INSTRUCTIONS FOR THE TASK:
Would you please retype, exactly, the lines of the listing below between the line with "Field-scouting request: tag every instance of the jacket zipper" and the line with "the tractor steering", inclusive?

RECORDS SHOWN:

*** Begin section ***

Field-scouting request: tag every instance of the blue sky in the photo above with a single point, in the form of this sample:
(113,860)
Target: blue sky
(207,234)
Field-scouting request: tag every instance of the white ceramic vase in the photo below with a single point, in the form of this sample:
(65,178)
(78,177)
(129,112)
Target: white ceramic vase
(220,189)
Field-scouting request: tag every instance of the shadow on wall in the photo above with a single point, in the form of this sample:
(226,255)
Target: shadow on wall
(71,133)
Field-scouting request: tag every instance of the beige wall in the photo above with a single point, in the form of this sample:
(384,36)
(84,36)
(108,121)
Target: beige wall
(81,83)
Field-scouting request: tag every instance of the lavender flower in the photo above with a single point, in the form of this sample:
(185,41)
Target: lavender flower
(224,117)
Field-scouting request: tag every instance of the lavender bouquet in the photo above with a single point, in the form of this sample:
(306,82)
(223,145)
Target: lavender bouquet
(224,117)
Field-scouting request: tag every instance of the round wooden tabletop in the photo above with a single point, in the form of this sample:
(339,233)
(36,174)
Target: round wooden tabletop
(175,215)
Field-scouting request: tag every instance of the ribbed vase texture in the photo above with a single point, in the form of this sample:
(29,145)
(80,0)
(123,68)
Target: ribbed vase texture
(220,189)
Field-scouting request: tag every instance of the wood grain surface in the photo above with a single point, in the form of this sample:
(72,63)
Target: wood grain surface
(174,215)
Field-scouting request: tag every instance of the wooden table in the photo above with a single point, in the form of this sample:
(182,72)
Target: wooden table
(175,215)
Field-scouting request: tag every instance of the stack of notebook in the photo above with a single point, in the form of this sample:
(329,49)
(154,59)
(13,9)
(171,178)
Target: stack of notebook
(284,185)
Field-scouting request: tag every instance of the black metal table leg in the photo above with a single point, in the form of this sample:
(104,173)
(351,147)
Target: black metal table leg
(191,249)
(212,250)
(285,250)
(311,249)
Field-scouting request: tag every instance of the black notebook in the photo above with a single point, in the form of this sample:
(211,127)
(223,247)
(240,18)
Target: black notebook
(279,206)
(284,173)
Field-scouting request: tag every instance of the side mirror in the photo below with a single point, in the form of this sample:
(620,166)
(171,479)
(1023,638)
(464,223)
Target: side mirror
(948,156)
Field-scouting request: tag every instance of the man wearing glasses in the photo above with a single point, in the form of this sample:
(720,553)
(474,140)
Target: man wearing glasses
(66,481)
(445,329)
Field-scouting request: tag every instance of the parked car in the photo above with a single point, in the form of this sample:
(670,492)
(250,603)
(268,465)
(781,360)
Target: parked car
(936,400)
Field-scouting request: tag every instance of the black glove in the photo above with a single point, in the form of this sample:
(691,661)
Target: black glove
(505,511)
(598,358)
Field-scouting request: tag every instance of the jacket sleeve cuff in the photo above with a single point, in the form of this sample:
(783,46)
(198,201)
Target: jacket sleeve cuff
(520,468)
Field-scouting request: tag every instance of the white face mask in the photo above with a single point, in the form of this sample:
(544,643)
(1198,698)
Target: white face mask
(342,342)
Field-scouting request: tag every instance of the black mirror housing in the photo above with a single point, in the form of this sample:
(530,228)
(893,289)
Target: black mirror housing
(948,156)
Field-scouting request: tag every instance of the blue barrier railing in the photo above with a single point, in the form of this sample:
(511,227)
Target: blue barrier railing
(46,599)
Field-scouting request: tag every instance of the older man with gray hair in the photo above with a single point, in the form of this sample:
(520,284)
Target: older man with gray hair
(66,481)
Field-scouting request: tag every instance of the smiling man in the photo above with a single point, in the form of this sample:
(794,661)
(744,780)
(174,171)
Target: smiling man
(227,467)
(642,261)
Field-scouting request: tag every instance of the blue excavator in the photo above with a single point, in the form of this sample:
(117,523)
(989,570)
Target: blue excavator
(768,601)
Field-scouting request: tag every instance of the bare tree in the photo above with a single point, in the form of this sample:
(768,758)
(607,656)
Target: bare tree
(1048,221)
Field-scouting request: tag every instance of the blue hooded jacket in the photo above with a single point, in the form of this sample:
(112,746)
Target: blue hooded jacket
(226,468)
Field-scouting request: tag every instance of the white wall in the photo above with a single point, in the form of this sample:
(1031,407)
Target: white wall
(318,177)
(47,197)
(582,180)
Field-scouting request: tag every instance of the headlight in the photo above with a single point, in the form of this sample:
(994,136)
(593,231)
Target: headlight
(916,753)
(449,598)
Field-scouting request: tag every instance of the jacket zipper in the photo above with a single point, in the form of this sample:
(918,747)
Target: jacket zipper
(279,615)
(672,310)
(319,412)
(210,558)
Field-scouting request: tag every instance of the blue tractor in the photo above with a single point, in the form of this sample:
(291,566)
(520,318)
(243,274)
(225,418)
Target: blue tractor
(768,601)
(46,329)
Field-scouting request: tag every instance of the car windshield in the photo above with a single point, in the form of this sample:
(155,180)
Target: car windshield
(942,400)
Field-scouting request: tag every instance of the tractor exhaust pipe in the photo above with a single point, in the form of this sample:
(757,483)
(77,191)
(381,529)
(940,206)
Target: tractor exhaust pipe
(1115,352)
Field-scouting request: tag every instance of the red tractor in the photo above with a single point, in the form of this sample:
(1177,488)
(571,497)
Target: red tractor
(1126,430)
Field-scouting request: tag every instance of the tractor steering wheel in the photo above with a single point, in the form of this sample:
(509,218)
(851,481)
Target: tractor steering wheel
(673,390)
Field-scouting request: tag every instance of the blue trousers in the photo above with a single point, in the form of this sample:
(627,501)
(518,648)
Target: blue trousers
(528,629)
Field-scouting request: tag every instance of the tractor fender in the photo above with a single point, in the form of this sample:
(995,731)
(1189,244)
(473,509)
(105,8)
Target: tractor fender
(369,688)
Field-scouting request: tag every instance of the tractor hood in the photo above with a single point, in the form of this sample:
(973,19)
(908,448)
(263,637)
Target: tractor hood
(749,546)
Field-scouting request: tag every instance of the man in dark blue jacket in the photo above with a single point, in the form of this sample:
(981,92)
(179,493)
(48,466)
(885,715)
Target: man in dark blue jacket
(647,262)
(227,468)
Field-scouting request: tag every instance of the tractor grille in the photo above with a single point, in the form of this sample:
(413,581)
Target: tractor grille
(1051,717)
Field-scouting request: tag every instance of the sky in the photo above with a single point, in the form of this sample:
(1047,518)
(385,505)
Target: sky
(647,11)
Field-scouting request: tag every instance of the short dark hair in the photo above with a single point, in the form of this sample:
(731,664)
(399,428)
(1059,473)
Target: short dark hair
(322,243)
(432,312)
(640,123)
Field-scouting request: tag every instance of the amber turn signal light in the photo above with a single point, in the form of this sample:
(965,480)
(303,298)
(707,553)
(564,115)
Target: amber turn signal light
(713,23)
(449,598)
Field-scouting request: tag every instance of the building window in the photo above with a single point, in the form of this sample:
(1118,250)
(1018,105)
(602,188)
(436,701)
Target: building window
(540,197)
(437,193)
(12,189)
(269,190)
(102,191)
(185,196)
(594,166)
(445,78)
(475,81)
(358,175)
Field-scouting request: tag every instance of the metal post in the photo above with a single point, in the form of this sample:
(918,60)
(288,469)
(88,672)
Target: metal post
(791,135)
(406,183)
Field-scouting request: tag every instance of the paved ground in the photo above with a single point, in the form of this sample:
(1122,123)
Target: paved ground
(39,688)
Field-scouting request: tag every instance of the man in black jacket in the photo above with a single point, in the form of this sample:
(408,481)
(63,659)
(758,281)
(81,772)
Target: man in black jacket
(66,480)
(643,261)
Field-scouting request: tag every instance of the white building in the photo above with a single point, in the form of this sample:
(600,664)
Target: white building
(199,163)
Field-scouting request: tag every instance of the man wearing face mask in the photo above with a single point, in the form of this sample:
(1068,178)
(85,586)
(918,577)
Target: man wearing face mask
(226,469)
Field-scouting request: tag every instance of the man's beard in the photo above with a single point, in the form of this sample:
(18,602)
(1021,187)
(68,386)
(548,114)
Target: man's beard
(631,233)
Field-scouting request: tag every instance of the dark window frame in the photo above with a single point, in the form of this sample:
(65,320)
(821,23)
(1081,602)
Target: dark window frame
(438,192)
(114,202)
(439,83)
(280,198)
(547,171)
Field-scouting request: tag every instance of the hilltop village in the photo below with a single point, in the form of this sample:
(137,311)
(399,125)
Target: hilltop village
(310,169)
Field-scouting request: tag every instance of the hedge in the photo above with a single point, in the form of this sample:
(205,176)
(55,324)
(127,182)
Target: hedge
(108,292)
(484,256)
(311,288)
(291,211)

*** End section ***

EXERCISE RESPONSE:
Field-scouting request: tag every instance of the jacket zipper in the photo above with a single point, in the form of this sample:
(918,747)
Target: jacket zipper
(279,615)
(672,310)
(319,412)
(210,558)
Field-scouting request: tag every instance of the blue tractor in the photo above with a single point, in the form of this sample:
(291,566)
(520,318)
(243,274)
(225,418)
Target: blue tractor
(768,601)
(46,329)
Field-scouting request: tag every instance of the car windshield in the photo above with a single point, in the form of this sample:
(155,180)
Target: car windshield
(942,400)
Field-scouting request: tag every instance of the tractor exhaust pipe in the photo above with a single point, in the form of this sample:
(757,483)
(77,191)
(381,529)
(940,206)
Target: tractor exhaust pipe
(1115,352)
Field-scouting request: tag every instance of the red tractor in the photo above with a single point, in the form of this sample:
(1177,488)
(571,497)
Target: red tractor
(1126,430)
Field-scouting request: tag every instance of the tractor steering wheel in the photo above with a single point, in the form of this sample:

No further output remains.